<<<<
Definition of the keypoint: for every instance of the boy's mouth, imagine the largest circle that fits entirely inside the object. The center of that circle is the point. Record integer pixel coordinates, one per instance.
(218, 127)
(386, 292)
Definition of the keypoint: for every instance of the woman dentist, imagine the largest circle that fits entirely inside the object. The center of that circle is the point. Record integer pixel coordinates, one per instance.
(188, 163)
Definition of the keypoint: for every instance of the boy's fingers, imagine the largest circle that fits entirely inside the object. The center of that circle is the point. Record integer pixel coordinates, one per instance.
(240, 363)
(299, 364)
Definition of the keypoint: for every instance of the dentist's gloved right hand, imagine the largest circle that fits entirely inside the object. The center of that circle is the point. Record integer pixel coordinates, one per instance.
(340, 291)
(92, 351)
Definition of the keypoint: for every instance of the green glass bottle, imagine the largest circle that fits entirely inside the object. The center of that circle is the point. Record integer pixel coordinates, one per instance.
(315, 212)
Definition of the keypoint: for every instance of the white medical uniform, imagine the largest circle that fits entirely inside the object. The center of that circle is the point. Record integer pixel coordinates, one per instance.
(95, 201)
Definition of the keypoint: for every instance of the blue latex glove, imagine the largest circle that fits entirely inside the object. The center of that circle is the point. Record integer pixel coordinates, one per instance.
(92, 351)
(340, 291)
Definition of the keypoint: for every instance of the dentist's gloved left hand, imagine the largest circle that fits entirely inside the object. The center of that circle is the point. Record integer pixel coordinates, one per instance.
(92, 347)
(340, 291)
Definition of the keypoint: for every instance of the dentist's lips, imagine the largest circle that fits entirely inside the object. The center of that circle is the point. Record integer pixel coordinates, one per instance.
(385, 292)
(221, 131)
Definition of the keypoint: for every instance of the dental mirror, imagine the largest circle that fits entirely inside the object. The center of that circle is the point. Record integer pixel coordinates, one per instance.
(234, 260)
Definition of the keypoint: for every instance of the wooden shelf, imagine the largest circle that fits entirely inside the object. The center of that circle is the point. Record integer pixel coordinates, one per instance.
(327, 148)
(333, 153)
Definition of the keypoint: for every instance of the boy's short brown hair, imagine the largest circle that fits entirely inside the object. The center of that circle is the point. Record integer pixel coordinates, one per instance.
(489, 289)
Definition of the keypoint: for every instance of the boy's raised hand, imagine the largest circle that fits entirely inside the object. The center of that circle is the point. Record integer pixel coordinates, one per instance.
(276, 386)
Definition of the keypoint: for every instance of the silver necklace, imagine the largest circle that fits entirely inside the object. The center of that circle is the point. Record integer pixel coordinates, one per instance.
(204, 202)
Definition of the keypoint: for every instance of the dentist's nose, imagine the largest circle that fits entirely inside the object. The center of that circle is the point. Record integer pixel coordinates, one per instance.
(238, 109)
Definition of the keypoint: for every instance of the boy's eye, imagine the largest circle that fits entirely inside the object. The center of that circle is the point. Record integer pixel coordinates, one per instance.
>>>>
Aim: Rewrite the lines above, changing every "largest circle" to "biggest circle" and leaving all other text unchanged.

Response to this task:
Definition of the keypoint: for every instance of the boy's mouth, imagine the biggest circle that fits entirely inside the object. The center of that circle is the point. Record integer pixel coordinates, one per instance.
(218, 127)
(386, 292)
Definition of the keypoint: for every instance of the woman dentist, imagine the biggest circle that fits entirely inside the object. The center of that circle is the point. Record integer pixel coordinates, one per instance.
(188, 163)
Definition of the keypoint: for every instance of the boy's fingers, imagine the biggest circle that fits entirely inside the object. The center of that circle is the point. Record integer pixel coordinates, one per instance.
(240, 363)
(299, 364)
Definition of the keypoint: for every instance of the dentist's gloved right hand, imagine the biggest circle that fits entirely inside the object. The center of that circle is the point. Record integer pixel coordinates, one per instance.
(340, 291)
(92, 351)
Definition of the keypoint: for every instance of the green glass bottle, imagine the biggest circle that fits entirely inside the object. The center of that circle is the point. Record integer pixel coordinates, one per instance.
(315, 212)
Definition of the keypoint: for every instance of the white medical uniform, imagine the biggest circle that fits entirely inside the object. The center of that circle is the point. Record integer pixel coordinates, one per instance.
(95, 201)
Definition of the keypoint: for every instance of the blue latex glove, imagine the biggest circle that fits entirely inside the object. The center of that circle is the point. Record integer pixel coordinates, one per instance.
(92, 351)
(340, 291)
Definition of the keypoint: for every instance of the dentist's gloved left hand, imagine the biggest circle that fits entirely inside the object. The center of that circle is the point. Record integer pixel coordinates, one per instance.
(92, 347)
(340, 291)
Definition of the keypoint: for every instance of the dentist's lips, imagine the biggest circle that fits entirely inside the object. The center of that circle is the point. Record integer pixel coordinates, one per instance.
(385, 292)
(221, 131)
Definition of the keypoint: for every instance of the dental mirror, imagine the biggest circle that fits entirely inside the object. The center of that circle is the point. Record integer pixel coordinates, one per instance.
(234, 260)
Definition of the keypoint: for every instance of the wooden shelf, imagine the biggest circle that fits entirely inside the object. The center of that circle is the point. Record integer pixel coordinates, one per instance.
(327, 148)
(333, 153)
Definition of the keypoint: for every instance of the boy's short brown hair, imagine the biggest circle that fits entirely inside the object. The center of that circle is the point. Record integer pixel coordinates, one per instance.
(489, 289)
Definition of the keypoint: for every instance of the boy's raised hand, imagine the biggest circle that fits entirely inside the object. The center of that circle is the point. Record integer pixel coordinates, one per instance.
(276, 386)
Definition of the keypoint: for every instance of the silver necklace, imagine the biggest circle that fits entirely inside the object. The center of that circle is the point. Record integer pixel coordinates, one per instance.
(204, 202)
Definition of the keypoint: for every instance of the dentist's nose, imagine the biggest circle that fits entirely inside the object. The center of that circle is the point. Record integer pixel coordinates, one per instance.
(238, 109)
Definition of the keypoint: for every instance of the boy's eye, imagine the biggest circle that fits entirely inside the object. The center of that circle is the point. Record integer pixel coordinates, one per instance.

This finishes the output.